◆ Extracted information:
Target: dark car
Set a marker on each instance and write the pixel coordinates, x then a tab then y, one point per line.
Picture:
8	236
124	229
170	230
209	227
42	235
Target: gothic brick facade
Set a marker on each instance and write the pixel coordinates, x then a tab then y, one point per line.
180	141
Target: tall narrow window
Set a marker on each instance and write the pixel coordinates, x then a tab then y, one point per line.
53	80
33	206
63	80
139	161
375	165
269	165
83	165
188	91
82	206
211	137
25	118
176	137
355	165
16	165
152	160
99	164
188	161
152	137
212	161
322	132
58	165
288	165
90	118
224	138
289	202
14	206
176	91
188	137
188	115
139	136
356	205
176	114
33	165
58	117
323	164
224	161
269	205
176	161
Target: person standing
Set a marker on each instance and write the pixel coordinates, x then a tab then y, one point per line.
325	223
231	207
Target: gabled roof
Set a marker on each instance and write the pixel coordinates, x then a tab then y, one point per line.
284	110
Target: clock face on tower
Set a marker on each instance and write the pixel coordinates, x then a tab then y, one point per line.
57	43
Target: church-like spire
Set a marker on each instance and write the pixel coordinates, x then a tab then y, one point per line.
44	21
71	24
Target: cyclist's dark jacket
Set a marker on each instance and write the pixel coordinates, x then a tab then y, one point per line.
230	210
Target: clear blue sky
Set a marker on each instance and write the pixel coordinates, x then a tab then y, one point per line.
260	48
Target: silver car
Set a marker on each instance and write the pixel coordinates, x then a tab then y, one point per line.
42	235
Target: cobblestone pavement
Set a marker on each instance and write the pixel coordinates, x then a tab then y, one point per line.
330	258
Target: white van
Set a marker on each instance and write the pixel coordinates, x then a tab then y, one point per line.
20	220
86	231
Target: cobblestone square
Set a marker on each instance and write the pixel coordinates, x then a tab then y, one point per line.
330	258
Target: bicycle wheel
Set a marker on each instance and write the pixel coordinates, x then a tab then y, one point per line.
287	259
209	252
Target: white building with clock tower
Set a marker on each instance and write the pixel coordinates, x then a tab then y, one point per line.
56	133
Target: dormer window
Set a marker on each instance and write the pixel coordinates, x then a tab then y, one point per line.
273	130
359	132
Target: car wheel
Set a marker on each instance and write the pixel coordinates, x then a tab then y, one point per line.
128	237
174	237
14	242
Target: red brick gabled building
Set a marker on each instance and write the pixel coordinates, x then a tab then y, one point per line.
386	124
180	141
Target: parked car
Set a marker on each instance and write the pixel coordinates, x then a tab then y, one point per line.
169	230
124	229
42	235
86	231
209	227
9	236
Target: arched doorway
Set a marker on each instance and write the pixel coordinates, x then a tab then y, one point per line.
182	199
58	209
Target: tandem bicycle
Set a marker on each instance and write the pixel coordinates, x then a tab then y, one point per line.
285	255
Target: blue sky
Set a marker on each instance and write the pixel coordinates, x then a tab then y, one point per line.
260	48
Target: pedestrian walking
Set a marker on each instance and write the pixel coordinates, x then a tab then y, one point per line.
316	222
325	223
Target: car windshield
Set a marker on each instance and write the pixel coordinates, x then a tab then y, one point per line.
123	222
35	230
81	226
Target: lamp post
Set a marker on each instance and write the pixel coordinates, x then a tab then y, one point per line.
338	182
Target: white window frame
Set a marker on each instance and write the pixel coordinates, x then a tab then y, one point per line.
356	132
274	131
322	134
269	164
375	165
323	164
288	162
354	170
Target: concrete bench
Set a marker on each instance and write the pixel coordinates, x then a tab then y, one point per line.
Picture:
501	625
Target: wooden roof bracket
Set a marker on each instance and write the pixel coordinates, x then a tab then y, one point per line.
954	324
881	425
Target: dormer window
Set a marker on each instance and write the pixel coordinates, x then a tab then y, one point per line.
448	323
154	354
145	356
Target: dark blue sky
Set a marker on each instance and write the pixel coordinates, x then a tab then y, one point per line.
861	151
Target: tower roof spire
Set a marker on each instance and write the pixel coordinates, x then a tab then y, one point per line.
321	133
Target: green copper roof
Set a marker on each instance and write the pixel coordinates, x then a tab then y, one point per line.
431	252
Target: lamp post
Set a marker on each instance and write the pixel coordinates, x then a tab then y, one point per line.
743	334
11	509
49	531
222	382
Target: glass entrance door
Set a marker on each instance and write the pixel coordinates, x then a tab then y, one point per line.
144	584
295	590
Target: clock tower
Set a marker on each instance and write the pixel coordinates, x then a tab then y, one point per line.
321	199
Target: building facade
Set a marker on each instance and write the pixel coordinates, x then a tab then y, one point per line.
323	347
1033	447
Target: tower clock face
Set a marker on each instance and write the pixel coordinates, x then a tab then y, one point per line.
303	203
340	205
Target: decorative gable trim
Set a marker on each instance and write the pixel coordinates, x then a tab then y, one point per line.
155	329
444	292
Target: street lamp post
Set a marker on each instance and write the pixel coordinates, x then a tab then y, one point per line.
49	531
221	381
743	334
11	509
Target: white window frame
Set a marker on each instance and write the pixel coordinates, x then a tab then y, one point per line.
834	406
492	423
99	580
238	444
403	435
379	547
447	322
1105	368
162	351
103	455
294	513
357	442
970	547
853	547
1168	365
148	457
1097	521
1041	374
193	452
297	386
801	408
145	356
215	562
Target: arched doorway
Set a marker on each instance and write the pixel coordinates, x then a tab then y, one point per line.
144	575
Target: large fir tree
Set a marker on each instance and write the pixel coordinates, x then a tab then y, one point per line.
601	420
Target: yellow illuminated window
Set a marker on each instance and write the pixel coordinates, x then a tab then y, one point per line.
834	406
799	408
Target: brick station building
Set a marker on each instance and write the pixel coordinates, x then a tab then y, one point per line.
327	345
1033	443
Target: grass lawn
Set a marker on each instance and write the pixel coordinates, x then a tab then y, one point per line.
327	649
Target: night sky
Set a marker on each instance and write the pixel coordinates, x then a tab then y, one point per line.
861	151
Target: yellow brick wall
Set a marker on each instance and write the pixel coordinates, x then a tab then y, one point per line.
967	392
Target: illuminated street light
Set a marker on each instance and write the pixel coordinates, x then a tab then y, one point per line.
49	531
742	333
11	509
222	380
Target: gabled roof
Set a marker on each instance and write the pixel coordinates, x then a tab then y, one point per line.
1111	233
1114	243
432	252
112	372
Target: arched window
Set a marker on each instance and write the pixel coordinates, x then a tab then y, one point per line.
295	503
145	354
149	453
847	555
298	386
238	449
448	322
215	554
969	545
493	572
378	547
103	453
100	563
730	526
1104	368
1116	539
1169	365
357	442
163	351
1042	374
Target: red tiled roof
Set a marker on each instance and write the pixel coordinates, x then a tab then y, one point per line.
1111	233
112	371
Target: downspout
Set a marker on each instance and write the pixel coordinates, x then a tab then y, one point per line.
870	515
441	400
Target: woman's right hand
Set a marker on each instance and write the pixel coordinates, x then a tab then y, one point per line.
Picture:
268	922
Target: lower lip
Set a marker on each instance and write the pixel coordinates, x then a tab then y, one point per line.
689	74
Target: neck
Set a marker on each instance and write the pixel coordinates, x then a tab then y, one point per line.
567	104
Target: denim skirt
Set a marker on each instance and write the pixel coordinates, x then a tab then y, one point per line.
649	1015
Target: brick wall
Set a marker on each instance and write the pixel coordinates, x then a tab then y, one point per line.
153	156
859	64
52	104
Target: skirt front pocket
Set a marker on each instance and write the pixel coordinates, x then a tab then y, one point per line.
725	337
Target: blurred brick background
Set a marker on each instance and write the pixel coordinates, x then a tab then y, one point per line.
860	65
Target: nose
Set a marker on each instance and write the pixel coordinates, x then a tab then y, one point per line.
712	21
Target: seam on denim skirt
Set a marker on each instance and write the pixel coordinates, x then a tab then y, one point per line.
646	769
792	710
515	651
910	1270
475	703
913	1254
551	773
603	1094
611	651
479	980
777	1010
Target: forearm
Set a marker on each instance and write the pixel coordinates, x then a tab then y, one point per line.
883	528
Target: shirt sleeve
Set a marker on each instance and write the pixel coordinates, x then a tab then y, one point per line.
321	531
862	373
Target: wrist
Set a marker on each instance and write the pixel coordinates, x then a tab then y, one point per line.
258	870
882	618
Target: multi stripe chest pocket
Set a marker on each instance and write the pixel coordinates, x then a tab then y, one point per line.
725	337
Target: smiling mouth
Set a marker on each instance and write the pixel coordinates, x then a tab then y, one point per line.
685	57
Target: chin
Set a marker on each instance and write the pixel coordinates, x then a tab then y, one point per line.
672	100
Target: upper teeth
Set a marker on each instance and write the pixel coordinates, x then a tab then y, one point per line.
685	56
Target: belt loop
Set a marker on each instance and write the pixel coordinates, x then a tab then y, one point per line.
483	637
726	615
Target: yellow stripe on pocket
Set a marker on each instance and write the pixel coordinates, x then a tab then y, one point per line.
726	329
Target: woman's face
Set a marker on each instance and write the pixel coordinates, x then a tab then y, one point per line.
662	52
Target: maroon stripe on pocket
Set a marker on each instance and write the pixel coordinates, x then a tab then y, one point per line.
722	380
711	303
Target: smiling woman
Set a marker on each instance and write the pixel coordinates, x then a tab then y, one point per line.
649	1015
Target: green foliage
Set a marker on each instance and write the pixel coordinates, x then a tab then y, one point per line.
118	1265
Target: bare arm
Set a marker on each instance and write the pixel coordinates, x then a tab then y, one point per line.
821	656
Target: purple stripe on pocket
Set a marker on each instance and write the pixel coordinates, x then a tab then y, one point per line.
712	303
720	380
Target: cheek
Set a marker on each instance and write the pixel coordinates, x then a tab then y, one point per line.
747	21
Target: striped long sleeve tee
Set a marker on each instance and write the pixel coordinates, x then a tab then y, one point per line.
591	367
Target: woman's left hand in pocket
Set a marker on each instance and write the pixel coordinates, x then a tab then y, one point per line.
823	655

◆ What you should do: Please write out everything from the line containing "Target: yellow stripe on pocket" down to the end of the items above, keeping every line, and shift each x and y coordinate up by 30. Leave every other number unchanged.

◆ Result of this task:
Target: yellow stripe on pocket
Set a marker on each instance and write the pixel coordinates, x then a tab then y, one point per line.
756	359
Target: woman's face
Set a marker on each instance and write the pixel coordinates, x then a tab then y, one point per line.
692	82
Target: maroon stripe on pocket
Set a marker on each instance and write the pixel coordinates, x then a tab then y, one point per line.
752	410
741	333
Target: smiling woman
Set a marker on each instance and write the pixel coordinates, x then a tab then y, one point per line.
679	1045
Target: green foliage
Set a marker on each instance and write the pixel coordinates, x then a tab then y, one point per line.
148	1295
Target: bare arm
Set a marker on each instance and write the pixel coordinates, x then a tab then y, one point per line.
851	686
Target: purple stripe on pocket
Set a marker on each instance and write the pixel coordinates, x then a tab then y, one point per line.
742	333
750	410
Target: cheek
Set a marker on each instance and write the pixel coordinates, x then a tab then y, one point per line.
777	51
Target: striped long sleeve tee
Set a marker on each instance and write the pixel coordinates, x then a tab then y, one point per line.
621	397
Target: woman's left hand in pocket
Set a marker on each instance and write the pixel coordinates, x then a tab then y, one point per line.
853	685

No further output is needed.